Segment Start: Input
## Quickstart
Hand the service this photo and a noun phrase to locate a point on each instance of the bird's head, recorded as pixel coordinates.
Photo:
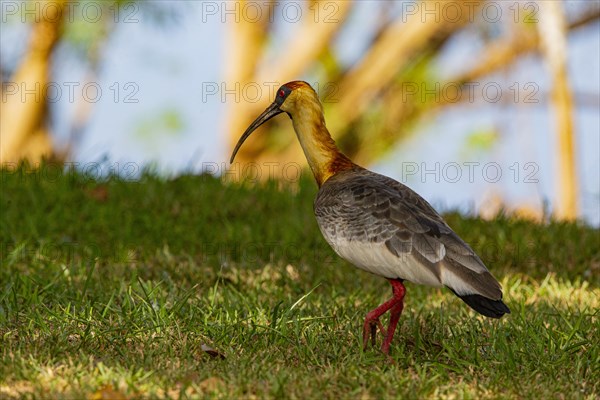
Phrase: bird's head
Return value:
(289, 99)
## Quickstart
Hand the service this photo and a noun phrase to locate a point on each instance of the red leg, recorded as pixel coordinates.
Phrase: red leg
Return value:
(395, 304)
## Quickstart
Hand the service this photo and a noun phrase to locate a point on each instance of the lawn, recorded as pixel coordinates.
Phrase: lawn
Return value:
(194, 287)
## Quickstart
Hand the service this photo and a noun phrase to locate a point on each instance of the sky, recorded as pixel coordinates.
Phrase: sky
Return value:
(152, 104)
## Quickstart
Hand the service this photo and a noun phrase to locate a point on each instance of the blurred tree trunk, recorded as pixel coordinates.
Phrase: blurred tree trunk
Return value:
(553, 32)
(23, 111)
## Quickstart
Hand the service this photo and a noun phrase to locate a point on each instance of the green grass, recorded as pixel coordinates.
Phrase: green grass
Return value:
(112, 289)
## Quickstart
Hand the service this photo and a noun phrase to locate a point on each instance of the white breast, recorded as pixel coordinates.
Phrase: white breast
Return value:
(377, 259)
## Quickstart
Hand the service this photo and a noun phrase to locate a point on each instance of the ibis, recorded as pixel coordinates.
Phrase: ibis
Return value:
(378, 224)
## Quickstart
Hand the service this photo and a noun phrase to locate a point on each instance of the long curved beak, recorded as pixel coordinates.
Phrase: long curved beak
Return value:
(269, 113)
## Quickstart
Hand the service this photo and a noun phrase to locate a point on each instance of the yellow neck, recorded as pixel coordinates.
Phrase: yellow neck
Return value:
(323, 156)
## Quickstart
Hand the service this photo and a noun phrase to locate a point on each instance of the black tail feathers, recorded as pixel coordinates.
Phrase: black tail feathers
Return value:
(483, 305)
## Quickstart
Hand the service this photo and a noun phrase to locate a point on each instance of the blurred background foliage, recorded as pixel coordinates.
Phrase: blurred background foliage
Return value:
(366, 104)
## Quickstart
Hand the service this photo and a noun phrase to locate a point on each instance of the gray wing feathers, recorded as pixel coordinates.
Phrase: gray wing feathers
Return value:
(369, 207)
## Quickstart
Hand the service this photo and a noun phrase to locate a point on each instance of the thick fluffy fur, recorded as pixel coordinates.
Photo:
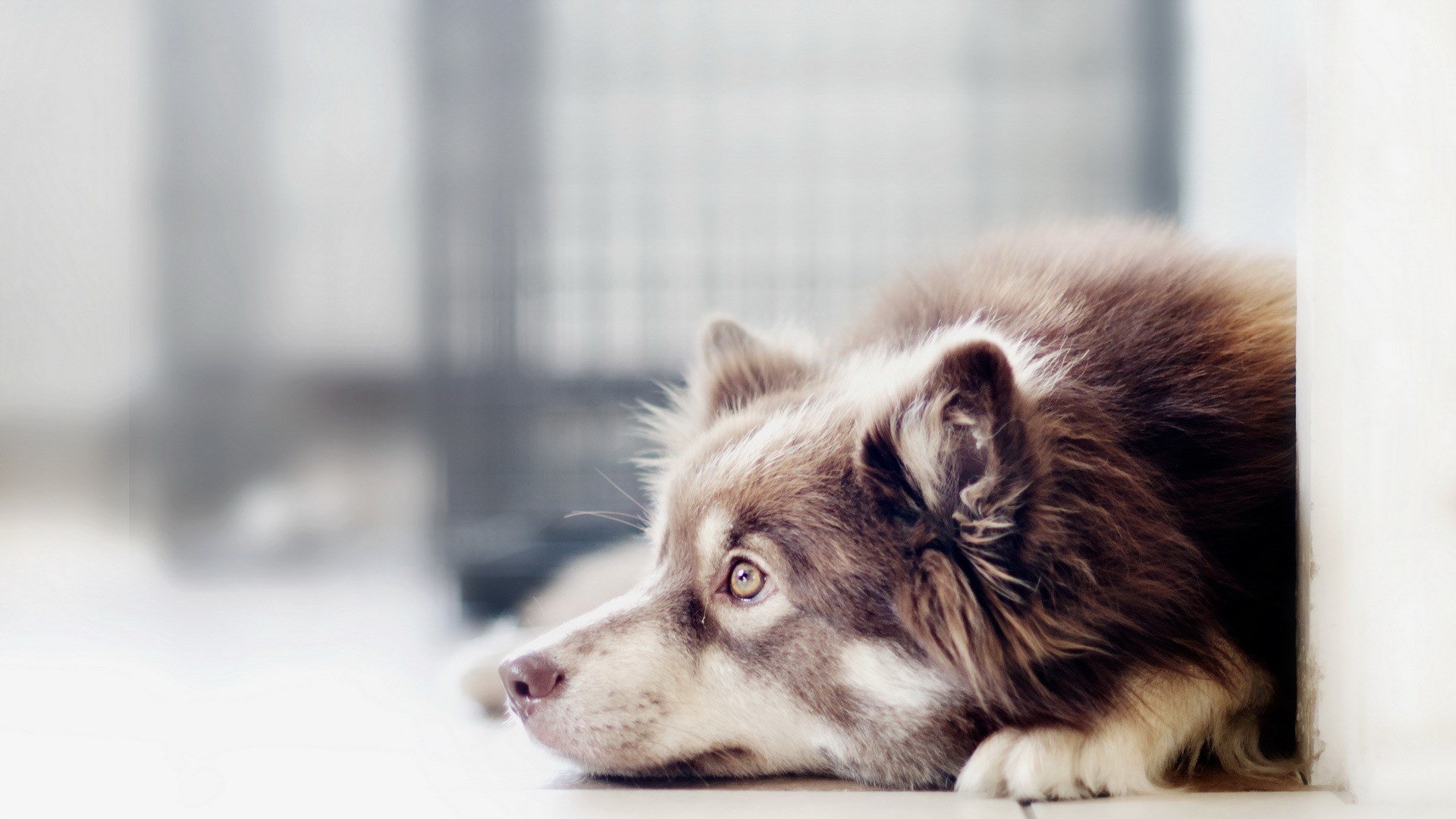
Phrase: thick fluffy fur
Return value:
Segment End: Input
What you have to do = If an entry contains an image, skip the image and return the rest of the listing unchanged.

Task solution =
## Quickstart
Hand the service this photo and a noun phrase to locate a point on each instance of the bird's head, recorded as pixel coordinates.
Photo:
Phrase: bird's head
Return value:
(289, 99)
## Quickstart
Hand the service this photo and a noun phrase to locate a point on each instance of the red leg, recorded as pixel coordinates.
Phrase: red leg
Return value:
(395, 304)
## Quickstart
Hand the service this photo and a noun phrase to locate a point on each instance of the lawn, recorded as pixel coordinates.
Phrase: lawn
Return value:
(194, 287)
## Quickstart
Hand the service this photo and a noun phrase to locate a point on each instance of the sky, recorded as pixel coordinates.
Phrase: sky
Return value:
(152, 104)
## Quickstart
Hand the service this photo and a noun phrase to locate a point on each instance of the blurred tree trunk, recorded as pixel coordinates.
Phrase: blurred tree trunk
Return value:
(553, 32)
(23, 111)
## Quickstart
Hand the service this photo and a noun phrase to locate a point on each instance of the green grass, recorded as pixel coordinates.
Phrase: green grass
Return value:
(112, 289)
## Quickstart
Hand the service this photo and a noun phrase to locate a point on each instance of the white breast, recorded as pixel coordinates.
Phrase: white breast
Return value:
(377, 259)
## Quickstart
Hand the service this photo and a noun phrase to locate a point on each instance of the ibis, recorded as pixel coordinates.
Phrase: ibis
Return value:
(378, 224)
## Quickstart
Hand the service this photo and a noun phrase to locate a point on each instance of the long curved beak, recorded as pixel coordinates.
Phrase: long curved beak
Return value:
(269, 113)
## Quickstart
Hand the service this photo and a noun phrase to locate a point on each instance of the yellow neck, recorded as pixel coordinates.
Phrase: yellow neck
Return value:
(323, 156)
## Quickstart
Hand the service this photo and a noun phrase to locate a point on each instance of the black tail feathers, recorded as pixel coordinates.
Phrase: black tail feathers
Return value:
(483, 305)
## Quickstart
Hand the service this photo and a noun phrase to locate a point on each instance of the blurred background foliage, recorded as pixel coordinates.
Phrase: blurred background foliage
Return value:
(366, 104)
## Quickstart
Hand the service this photo and a noun phrase to locate a point on each instance of the gray wing feathers, recorded as pixel coordinates.
Phrase: gray wing feathers
Return value:
(369, 207)
## Quickstart
Hand the service this photo and a noun phrase to locate a point on each instance of the thick fluffy fur, recorded as pixel coordinates.
Photo:
Phrase: thick fluffy fur
Return value:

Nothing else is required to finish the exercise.